SOURCE EXTRACT |
-------

When Elena Santiz-Collazo arrived at the Spectrum Health Ludington Hospital Family Birthing Center for the birth of her son, she was surprised to find a nurse who spoke the same indigenous Mayan language she spoke.
She soon learned she and her nurse hailed from the same small village in southern Mexico, more than 2,600 miles away.
Michele Schoon, RN, spent the first 13 years of her life in San Cristobal, Mexico, where her parents worked as missionaries.
Located near the Guatemalan border in the Central Highlands, it was there where she learned to speak the Mayan dialect of Tzotzil. The language is spoken exclusively by the indigenous Tzotzil Maya people in the Mexican state of Chiapas.
“In all my years of nursing, I’ve never encountered a patient who speaks this language,” Schoon said. “That’s how rare it is.”
A vernacular bond
While prepping for a C-section, Santiz-Collazo and Schoon started to make small talk. Speaking in Spanish, a common second language for Tzotzil Maya people, Schoon asked her where she originally lived.
“She told me it was a small village in southern Mexico that I probably had never heard of,” Schoon said. “She was very surprised that I grew up in the same village.”
The surprise quickly turned to shock when Santiz-Collazo, who now lives in Ludington, learned Schoon also speaks Tzotzil.
“Her eyes got as big as saucers and she said, ‘That’s not possible.’”
She then asked Schoon to prove it, so the nurse obliged and said good morning to her in Tzotzil.
“We both started laughing and that’s when the doctor came in,” Schoon recalled.
“The patient looked at her husband and said, ‘She does! She does!’” said Margaret Gustafson, MD, from Spectrum Health Ludington Hospital Obstetrics and Gynecology. “You should’ve seen her face. She was just so delighted.”
Speaking through an interpreter, Santiz-Collazo told Health Beat, “I didn’t believe her at first. Spanish, yes, but not Tzotzil. I told her, ‘You have blue eyes and blonde hair; you’re not supposed to speak that language.’”

-------

DATA SEGMENT |
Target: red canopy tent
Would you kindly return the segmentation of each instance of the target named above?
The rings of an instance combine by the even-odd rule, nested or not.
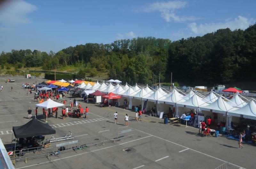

-------

TASK LIST |
a - Rewrite the paragraph of the article on the Tzotzil-speaking nurse that begins "While prepping for a C-section" in fewer words, keeping its main facts.
b - Please carry the article on the Tzotzil-speaking nurse forward from its final paragraph.

ANSWERS FOR THE EXERCISE |
a - As they prepared for a C-section, Santiz-Collazo and Schoon made small talk in Spanish, a common second language for Tzotzil Maya people, and Schoon asked where she originally lived.

b -
‘All my nerves went away’
Schoon is often used as the primary obstetrics nurse for Spanish-speaking patients due to her fluency with the language.
“It made me happy to have someone in surgery with me who I could understand,” Santiz-Collazo said. “While in pre-op holding, I was cold, shivering and nervous. When I met Michele and we started talking about where we were from and the Mayan language, all the nerves went away.”
The couple’s son, Jonathan, arrived June 3 at 8:18 a.m., weighing 7 pounds, 8 ounces, and measuring 20 inches long. Santiz-Collazo was excited to introduce their healthy baby boy to friends and family, but almost felt as excited for them to meet her nurse.
“They were introducing me to all of their relatives,” Schoon said. “We’ve made a great connection. It makes it really special when you have that kind of a connection with a patient.”
Dr. Gustafson, who has been practicing medicine in Ludington for 31 years, said it may be one of her most memorable births.
“She was a fun patient to take care of,” Dr. Gustafson said with a smile. “She and Michele were able to form a special bond. Medically, it was a routine C-section. Socially, though, this ranks right up there among the most delightful things I’ve been part of during my career.”